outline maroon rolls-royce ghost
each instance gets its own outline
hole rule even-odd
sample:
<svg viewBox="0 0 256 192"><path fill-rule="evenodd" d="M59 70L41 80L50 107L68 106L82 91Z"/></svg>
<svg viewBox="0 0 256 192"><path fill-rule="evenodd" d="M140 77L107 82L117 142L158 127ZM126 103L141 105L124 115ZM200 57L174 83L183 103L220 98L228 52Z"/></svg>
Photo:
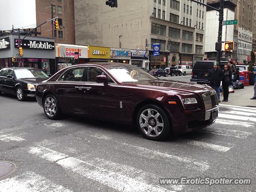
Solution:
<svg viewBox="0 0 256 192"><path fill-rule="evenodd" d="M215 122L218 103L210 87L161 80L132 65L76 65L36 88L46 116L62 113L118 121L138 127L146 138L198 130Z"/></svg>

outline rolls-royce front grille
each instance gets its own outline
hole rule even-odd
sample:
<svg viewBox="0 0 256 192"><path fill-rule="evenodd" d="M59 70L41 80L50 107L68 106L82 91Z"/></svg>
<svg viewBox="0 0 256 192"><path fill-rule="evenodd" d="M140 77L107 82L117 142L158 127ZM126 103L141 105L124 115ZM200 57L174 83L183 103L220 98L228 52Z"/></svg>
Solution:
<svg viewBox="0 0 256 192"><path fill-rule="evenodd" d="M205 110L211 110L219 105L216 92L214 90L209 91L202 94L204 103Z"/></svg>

SET PROBLEM | Please copy out word for word every line from the one containing "outline rolls-royce front grille" through the last line of the rows, both ends included.

FINAL ANSWER |
outline rolls-royce front grille
each instance gets its own outline
hole rule even-odd
sample:
<svg viewBox="0 0 256 192"><path fill-rule="evenodd" d="M59 70L41 80L50 107L68 106L82 91Z"/></svg>
<svg viewBox="0 0 256 192"><path fill-rule="evenodd" d="M140 77L107 82L117 142L158 127ZM126 103L141 105L124 115ZM200 57L174 83L183 103L220 98L228 52Z"/></svg>
Solution:
<svg viewBox="0 0 256 192"><path fill-rule="evenodd" d="M205 110L211 110L219 105L216 92L214 90L209 91L202 94L204 103Z"/></svg>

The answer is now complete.